======== SUPPLIED MATERIAL
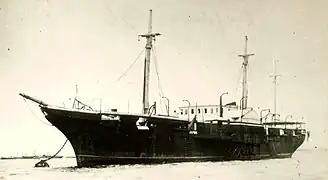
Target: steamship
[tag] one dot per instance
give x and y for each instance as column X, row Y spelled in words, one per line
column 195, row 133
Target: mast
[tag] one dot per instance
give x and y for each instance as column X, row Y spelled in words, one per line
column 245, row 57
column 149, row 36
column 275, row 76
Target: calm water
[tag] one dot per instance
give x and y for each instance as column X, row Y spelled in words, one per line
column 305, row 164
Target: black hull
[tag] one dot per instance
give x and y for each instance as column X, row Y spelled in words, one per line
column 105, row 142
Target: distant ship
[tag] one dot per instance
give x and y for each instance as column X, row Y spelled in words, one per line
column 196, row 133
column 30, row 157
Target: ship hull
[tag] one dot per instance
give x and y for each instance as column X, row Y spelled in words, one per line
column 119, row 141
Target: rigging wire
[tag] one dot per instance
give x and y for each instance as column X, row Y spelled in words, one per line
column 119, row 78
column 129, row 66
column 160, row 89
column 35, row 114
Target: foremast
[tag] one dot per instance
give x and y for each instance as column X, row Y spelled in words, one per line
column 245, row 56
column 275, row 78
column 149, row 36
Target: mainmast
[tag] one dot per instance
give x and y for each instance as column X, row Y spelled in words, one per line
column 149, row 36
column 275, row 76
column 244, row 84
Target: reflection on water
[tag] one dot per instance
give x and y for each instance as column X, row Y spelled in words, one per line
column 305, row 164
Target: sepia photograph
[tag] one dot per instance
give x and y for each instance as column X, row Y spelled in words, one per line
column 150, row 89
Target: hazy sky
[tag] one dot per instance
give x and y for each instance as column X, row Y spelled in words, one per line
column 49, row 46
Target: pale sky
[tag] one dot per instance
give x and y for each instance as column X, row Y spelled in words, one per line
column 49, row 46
================
======== SUPPLIED MATERIAL
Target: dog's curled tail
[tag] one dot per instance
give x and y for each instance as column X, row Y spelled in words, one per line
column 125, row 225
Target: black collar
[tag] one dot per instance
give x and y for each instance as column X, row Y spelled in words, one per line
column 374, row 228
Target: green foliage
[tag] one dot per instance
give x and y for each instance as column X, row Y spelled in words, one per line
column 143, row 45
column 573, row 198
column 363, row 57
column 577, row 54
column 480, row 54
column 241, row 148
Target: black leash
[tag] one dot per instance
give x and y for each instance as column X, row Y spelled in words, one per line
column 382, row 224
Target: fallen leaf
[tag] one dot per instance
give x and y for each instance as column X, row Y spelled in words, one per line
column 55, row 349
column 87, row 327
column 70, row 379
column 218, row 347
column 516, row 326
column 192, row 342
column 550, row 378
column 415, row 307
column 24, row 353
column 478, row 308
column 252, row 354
================
* YOUR GOAL *
Reproduce verbatim the lines of the records, starting at the line that contains "Target: calm water" and ending at the line that contains "column 119, row 141", including both of those lines.

* WORKED ANSWER *
Target: calm water
[tag] one dot per instance
give x and y for each instance as column X, row Y spelled in words, one per line
column 305, row 164
Target: black hull
[tag] one dot per instance
give x and y for each instance as column X, row Y spelled in words, one per line
column 105, row 142
Target: distant ship
[tag] one dot per instance
give x and y for each instance as column X, row Y spelled in words, one per line
column 196, row 133
column 30, row 157
Target: ship hull
[tag] one dot per instance
give x and y for each instance as column X, row Y spelled in words, one per line
column 119, row 141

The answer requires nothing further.